Given exercise => Copy the material from its beginning through the line containing "point(627, 679)", both ends included, and scale every point coordinate in the answers by 0.3, rounding each to a whole number with halves going up.

··· Supplied records

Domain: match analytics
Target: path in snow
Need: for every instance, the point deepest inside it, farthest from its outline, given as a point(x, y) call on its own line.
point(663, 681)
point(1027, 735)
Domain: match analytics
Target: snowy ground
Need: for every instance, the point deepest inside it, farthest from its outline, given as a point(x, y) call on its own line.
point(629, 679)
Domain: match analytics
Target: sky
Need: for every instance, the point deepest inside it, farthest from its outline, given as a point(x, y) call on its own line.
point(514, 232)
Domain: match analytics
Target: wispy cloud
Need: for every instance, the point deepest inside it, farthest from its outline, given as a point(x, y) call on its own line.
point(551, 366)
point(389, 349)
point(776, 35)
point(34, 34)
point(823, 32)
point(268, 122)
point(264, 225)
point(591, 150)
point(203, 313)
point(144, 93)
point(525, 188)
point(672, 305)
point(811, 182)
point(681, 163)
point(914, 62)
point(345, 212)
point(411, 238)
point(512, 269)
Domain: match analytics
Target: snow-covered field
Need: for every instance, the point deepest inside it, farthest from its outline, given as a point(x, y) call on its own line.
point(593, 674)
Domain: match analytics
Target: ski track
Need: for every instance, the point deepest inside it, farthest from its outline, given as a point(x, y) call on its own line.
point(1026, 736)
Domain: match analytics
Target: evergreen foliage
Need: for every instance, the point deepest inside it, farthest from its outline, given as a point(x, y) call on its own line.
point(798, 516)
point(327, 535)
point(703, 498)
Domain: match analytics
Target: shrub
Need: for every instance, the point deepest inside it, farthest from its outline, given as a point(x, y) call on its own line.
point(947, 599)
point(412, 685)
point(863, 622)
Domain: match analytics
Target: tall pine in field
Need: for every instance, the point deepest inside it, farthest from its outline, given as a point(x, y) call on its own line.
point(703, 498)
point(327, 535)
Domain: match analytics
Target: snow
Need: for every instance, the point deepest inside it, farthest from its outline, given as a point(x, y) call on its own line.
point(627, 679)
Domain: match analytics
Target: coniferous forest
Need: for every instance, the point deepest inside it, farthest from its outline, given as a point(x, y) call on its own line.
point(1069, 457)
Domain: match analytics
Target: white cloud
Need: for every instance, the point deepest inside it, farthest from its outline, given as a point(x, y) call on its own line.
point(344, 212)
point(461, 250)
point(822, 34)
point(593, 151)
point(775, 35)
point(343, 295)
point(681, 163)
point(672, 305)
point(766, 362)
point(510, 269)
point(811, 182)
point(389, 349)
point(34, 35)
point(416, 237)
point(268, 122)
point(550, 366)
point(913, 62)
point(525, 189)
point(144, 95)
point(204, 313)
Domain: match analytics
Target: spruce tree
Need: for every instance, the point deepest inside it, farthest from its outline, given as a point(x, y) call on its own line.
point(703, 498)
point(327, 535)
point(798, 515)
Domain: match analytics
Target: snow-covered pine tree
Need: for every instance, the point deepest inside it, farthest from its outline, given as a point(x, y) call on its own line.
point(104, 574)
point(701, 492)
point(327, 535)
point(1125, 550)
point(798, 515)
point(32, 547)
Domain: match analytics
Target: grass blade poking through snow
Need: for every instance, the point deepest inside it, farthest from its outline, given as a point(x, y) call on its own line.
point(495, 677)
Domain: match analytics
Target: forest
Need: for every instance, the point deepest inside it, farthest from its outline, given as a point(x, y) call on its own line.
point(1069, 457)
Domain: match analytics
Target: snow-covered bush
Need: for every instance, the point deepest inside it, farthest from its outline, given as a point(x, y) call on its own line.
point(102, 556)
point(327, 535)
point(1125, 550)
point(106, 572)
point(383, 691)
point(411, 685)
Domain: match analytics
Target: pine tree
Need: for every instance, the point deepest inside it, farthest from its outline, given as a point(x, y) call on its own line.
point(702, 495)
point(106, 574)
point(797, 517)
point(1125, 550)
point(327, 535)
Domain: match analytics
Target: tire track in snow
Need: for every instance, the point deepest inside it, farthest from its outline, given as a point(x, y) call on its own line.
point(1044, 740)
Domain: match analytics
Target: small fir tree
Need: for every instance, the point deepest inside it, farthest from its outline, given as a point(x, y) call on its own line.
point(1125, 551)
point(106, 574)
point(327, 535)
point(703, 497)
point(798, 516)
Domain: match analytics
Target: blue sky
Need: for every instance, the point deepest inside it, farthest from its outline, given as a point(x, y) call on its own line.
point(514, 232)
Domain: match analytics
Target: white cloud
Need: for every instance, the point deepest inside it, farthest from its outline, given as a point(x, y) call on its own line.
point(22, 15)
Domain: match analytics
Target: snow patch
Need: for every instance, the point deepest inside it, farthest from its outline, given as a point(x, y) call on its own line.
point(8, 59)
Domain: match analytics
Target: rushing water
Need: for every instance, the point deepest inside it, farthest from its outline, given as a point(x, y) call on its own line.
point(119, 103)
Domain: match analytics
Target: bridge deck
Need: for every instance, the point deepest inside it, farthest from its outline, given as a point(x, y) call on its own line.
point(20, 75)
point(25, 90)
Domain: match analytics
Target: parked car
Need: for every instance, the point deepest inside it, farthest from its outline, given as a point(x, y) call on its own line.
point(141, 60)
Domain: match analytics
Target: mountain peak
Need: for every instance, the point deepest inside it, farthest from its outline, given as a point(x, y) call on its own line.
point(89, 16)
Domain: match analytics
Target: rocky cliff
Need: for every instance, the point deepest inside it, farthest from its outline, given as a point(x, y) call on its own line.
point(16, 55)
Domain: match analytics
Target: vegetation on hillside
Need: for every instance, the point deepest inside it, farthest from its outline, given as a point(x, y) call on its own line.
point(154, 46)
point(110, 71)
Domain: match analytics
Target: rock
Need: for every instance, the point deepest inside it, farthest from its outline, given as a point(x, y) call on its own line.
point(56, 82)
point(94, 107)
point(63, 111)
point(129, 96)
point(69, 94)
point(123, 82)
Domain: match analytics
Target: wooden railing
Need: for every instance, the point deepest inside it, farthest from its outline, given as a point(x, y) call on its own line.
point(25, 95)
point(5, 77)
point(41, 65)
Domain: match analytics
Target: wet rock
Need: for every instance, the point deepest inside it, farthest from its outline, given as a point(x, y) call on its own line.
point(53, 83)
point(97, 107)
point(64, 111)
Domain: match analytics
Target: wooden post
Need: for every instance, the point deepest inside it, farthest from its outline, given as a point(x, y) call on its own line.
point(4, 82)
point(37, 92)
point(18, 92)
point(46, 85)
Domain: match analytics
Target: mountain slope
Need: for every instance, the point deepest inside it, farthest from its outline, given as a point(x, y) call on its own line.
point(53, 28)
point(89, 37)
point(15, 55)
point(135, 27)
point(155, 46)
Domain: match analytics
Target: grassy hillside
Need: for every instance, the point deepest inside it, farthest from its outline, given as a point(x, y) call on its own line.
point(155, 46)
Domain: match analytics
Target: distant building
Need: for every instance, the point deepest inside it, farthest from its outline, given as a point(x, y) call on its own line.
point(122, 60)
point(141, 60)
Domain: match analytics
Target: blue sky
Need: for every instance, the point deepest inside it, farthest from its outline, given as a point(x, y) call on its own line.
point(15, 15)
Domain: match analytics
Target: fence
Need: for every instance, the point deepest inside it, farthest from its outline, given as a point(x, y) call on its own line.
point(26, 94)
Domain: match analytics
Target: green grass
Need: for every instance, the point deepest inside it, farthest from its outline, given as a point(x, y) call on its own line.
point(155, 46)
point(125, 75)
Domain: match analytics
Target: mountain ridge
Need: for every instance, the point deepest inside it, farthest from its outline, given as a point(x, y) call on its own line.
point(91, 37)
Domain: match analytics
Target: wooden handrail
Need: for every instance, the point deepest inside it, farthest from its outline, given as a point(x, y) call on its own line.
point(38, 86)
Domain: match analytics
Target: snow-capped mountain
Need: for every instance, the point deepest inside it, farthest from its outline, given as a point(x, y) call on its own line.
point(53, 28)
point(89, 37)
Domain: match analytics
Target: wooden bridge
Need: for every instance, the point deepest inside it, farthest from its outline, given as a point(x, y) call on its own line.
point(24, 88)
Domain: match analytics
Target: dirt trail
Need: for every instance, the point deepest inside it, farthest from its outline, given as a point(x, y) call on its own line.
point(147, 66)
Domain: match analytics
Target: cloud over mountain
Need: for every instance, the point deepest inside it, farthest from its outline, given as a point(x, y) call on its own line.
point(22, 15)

······

The completed task =>
Domain: match analytics
Target: path in snow
Need: for every instance, the point deepest inside it, farthest from its outline, given as a point(x, y) call on its own line.
point(199, 204)
point(308, 221)
Domain: match analytics
Target: snowy ground
Need: for every instance, the point deepest inside it, farthest from its outline, given as a point(x, y) call on its own line.
point(189, 204)
Domain: match analytics
Target: sky
Need: for every instance, the point deepest inside it, farthest from its outline, given as a point(x, y) call on its own line.
point(154, 70)
Domain: match analytics
Target: wispy cloud
Need: for every instance, the point deepest inside it, farthest from its outline, given as a point(x, y) call on its own line.
point(165, 110)
point(117, 105)
point(233, 11)
point(10, 10)
point(247, 10)
point(80, 37)
point(79, 68)
point(177, 45)
point(61, 94)
point(43, 28)
point(158, 56)
point(202, 92)
point(243, 55)
point(204, 49)
point(274, 19)
point(104, 64)
point(123, 71)
point(154, 81)
Domain: match analytics
Target: snow-covered field
Need: for every instance, the point deepest inside it, farthest from its outline, given as a point(x, y) call on its own line.
point(178, 202)
Domain: match analytics
Target: ski track
Need: for every instance, the point deepest inside it, farthest from its outline, given as a point(x, y) call on its own line.
point(308, 221)
Domain: match analytics
Target: evergreen foliage
Need: for every instance, the point deepest inside it, farthest from its outline, given as a point(x, y) call on its own line.
point(239, 155)
point(98, 161)
point(211, 149)
Domain: match analytics
Target: shrub
Need: for every instance, the point deepest inside it, farthest from its outline, given as a point(x, y) call on its own line.
point(284, 180)
point(124, 206)
point(259, 187)
Domain: match analytics
Target: tall pine in field
Need: for every instance, the point deepest inside it, farthest from its outline, given as a point(x, y) call on its own line.
point(211, 149)
point(98, 161)
Domain: match analytics
Target: snow
Need: for every instance, the point deepest inside it, farthest from its outline, given as a point(x, y) call on its own line.
point(188, 204)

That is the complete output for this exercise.